====== Reading text

Friday, July 2, 2010

Ant Timpson writes an open letter to New Zealand Film Commission

An Open Letter to the Hon Chris Finlayson, MP, Minister For Arts, Culture & Heritage and Graeme Mason CEO, New Zealand Film Commission

Dear Messrs Finlayson and Mason,

They say the squeaky wheel gets the oil.
Now I do understand that you both are in the midst of processing the eighty-seven page review of the New Zealand Film Commission by Sir Peter Jackson and David Court and that you may be pressed for time to peruse any additional material relating to the review.
So let me keep this brief and to get right to the point.
The indepth Review covered many areas for potential improvement to the New Zealand film landscape and featured many common sense applicable solutions to existing problems. However one theme that appeared to pop up throughout the review was the need to find and nurture the next generation of filmmaking talent. 
The review makes special mention of the annual V48HOURS event, cutting directly to the heart of the matter with;
“The NZFC should already have an idea about who the exciting young film makers are – who’s winning the film competitions, who submitted the most imaginative films to ‘48 Hours’”

============

[What you will do]
From the open letter above, answer each question:
(a) Who wrote the review of the New Zealand Film Commission, and how many pages long is it?
(b) What position does Graeme Mason hold?
(c) Which annual event does the review single out by name?

====== Raw data

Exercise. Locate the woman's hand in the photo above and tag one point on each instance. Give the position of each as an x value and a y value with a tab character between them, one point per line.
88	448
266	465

============

[Answer to this exercise]
(a) Sir Peter Jackson and David Court; it is eighty-seven pages long.
(b) CEO of the New Zealand Film Commission.
(c) The V48HOURS event.